• Task to complete:
Rewrite the entries below as a numbered list, starting with the line that contains "Give one point for each instance of the black" and going on through the line that contains "(1009, 665)". Include only those lines and leave out any blank ones.

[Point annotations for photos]
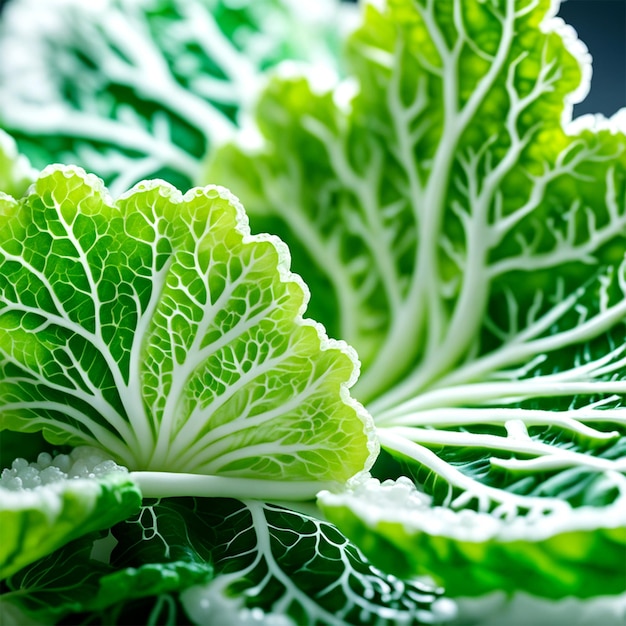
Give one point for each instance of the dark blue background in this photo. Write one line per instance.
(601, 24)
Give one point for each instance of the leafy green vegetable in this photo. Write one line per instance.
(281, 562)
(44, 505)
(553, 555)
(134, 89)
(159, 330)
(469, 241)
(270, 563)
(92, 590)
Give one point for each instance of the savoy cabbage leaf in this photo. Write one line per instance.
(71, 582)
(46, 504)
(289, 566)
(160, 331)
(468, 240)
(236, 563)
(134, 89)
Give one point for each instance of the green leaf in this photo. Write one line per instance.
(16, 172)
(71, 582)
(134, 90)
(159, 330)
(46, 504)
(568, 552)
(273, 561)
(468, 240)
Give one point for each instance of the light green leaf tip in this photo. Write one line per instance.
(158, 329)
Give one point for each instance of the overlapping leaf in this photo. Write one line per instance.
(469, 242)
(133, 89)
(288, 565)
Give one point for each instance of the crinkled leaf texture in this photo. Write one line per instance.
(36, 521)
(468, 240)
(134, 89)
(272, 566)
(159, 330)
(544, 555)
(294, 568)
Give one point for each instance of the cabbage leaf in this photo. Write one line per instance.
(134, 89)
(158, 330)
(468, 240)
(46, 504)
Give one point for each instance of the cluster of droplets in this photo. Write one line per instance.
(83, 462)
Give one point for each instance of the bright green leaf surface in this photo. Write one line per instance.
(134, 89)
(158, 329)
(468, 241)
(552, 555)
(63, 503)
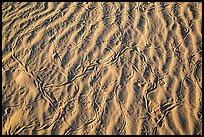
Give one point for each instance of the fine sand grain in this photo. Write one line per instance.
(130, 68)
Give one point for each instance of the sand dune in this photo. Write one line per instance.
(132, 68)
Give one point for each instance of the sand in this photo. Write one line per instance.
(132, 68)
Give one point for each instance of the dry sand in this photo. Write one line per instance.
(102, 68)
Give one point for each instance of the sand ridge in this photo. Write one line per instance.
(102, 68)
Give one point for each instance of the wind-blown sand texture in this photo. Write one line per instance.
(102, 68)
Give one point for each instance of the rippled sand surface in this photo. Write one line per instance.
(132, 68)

* * *

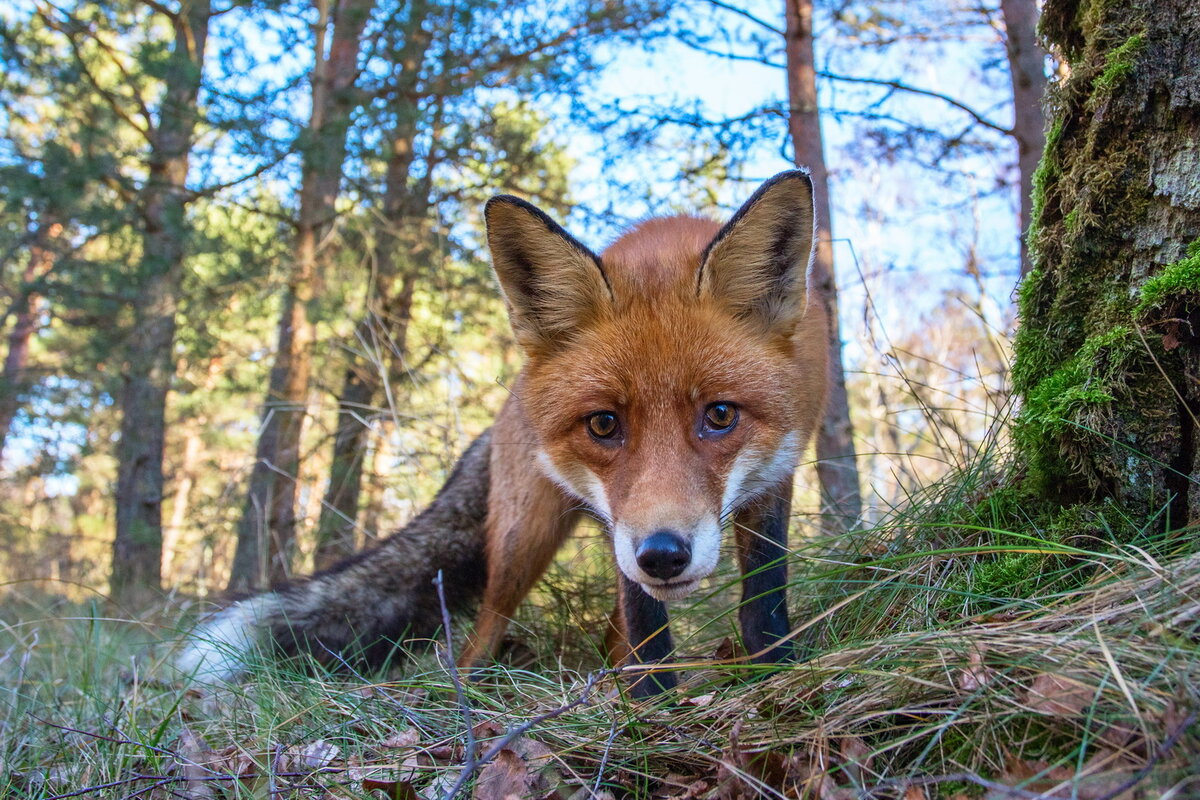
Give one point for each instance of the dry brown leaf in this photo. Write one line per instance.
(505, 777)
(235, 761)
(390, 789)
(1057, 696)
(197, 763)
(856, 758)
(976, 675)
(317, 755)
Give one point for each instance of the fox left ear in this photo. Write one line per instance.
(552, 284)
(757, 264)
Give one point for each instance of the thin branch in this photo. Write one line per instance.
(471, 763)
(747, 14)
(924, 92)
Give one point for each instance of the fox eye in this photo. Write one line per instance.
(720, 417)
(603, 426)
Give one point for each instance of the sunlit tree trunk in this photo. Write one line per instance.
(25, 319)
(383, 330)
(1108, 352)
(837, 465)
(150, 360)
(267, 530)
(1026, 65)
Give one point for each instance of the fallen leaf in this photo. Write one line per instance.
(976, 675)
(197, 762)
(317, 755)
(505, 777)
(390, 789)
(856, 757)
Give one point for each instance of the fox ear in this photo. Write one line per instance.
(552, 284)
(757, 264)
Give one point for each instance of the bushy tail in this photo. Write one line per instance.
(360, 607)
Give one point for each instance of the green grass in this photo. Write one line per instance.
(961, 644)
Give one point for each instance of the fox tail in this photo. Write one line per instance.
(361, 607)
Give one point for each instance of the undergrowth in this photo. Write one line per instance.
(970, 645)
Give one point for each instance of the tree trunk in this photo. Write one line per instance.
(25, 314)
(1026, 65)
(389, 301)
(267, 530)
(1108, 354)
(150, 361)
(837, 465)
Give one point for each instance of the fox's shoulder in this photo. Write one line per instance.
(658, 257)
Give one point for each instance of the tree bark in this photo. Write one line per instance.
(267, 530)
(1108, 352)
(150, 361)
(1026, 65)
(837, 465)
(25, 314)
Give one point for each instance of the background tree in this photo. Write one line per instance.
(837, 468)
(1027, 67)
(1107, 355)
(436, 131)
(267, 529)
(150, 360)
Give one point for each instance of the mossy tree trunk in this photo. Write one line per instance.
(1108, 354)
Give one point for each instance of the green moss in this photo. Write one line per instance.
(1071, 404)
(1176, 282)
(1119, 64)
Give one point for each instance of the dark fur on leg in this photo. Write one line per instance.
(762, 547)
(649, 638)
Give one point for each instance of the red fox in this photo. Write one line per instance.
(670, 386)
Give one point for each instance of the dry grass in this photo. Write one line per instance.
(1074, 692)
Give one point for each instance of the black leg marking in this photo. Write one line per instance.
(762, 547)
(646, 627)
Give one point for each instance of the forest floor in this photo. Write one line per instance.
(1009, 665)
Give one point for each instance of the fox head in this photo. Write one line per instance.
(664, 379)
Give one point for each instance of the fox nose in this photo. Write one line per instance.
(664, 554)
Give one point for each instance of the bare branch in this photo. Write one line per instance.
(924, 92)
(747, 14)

• Expected answer:
1. Give one point for each instance of the black leg marking in this photo. Write one line per instance.
2. (762, 547)
3. (646, 627)
4. Give one point for each instance of the forest floor in this photo. Write one line per instance.
5. (1009, 665)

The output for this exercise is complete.